We found that there is a pressing need to develop methodological standards for the AHP; otherwise, discrepancies in methodology could bias studies’ results. In particular, future research should establish a standard procedure for aggregating individual data, specifically, a standard for using the geometric mean versus the arithmetic mean and aggregating judgments or priorities. We should place special emphasis on finding practical sensitivity analysis to address the criticisms regarding rank reversal due to changed judgments. In addition, suggestions are necessary for reporting the robustness of weights for AHPs that do not include alternatives.

Besides the methodological aspects of the AHP, we should also think about the topic that is researched. We carved out that the AHP is based on the hierarchical structure and the criteria that are included. If the author uses improper assumptions, he will find biased results. Therefore, the AHP hierarchy should not only base on one source of information but also on a combination of different methods (e.g. literature research and expert interview). Hence, further research is required about how to determine the interviewees, what should be done with inconsistent answers, and how the outcomes and the stability of the results should be presented. In the future, we need new insights as to which target groups can best handle the challenges of the AHP. These challenges are mainly consistent answering, preventing overstraining by using adequate numbers of pairwise comparisons, and deciding between group and individual AHP. Therefore, researchers should investigate specific groups, like elderly people, healthy people, and patients with different diseases or disabilities.

In our study, we analyzed whether authors reported important aspects of the AHP in their studies. This could be a first step to evaluate the quality of studies applying AHP in healthcare. In addition, guidelines should be formulated as to which statistics should be reported and how to conduct high-quality AHPs. As mentioned before, Bridges et al. published a checklist that contains recommendations for conducting conjoint analyses on healthcare topics on behalf of the International Society for Pharmacoeconomics and Outcomes Research (ISPOR) group [9]. Besides aspects for study presentation, it suggests criteria for evaluating the choice of attributes and the appropriateness of the method for the research question. Still further, we should take the current criticisms of the AHP into consideration so that we can find solutions to address them.

=== TASKS TO PERFORM ===
- 1) According to the passage on AHP research in healthcare, why should an AHP hierarchy draw on more than one source of information? Answer in one to three sentences.
- 2) Continue the passage on AHP methods in healthcare research from its final sentence.

[Records from a data collection]

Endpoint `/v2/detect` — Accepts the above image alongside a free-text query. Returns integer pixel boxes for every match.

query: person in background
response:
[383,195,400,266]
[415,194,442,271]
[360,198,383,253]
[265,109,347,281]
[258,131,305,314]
--
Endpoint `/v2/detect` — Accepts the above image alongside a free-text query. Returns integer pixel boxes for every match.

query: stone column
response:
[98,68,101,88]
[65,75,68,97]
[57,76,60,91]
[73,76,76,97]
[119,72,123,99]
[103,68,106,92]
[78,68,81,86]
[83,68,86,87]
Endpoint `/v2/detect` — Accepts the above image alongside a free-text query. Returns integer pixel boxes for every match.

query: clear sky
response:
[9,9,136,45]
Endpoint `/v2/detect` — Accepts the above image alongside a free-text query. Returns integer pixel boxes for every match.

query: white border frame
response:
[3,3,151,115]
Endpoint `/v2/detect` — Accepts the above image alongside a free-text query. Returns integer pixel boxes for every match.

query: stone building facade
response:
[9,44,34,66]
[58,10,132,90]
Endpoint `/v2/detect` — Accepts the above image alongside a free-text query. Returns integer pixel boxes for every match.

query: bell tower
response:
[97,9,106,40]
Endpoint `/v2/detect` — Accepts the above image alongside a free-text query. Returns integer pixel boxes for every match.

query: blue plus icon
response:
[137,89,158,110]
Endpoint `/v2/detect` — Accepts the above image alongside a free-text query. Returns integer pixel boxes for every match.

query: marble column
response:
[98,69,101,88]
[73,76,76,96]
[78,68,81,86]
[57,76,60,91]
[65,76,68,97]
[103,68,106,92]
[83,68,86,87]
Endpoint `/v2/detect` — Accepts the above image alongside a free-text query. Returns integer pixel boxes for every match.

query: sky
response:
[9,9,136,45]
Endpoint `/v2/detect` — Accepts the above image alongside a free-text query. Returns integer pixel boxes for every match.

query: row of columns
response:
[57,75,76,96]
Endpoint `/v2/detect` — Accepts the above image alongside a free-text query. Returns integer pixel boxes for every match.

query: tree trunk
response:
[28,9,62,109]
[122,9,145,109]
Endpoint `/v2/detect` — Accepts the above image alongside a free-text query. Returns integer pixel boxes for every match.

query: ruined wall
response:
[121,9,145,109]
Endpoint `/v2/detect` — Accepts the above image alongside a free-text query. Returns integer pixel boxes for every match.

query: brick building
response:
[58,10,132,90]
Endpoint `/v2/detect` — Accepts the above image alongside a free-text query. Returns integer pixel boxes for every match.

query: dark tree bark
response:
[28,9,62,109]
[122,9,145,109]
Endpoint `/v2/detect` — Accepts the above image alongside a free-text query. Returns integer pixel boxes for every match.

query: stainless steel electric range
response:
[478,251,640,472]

=== RESPONSES PER TASK ===
- 1) The AHP rests on its hierarchical structure and the criteria it includes, so an author who builds it on improper assumptions will get biased results. Combining methods such as literature research and expert interviews guards against this.

- 2)
This systematic literature review shows a heterogeneous picture for application of the AHP in health economics research. It is likely that interest in the AHP will rise in the future, particularly in its application to health economic evaluations, the weighing of therapy outcomes, and benefit assessments. In this context, the AHP method could support decision making regarding reimbursement of pharmaceuticals. This is largely owing to its ability to translate complex questions into stepwise comparisons at different hierarchical levels. In these hierarchies, both quantitative and qualitative criteria can be compared, which provides a more accurate representation of real-world healthcare issues. Therefore, it should be used for complex decision problems that can completely be decomposed into a hierarchical structure. Thus, patients could apply the AHP to clarify their priorities. The patients could also benefit from these structured decisions in conversations with their physicians. The second important point is to figure out by researches which are the appropriate participants that are able to judge this research problem reliably.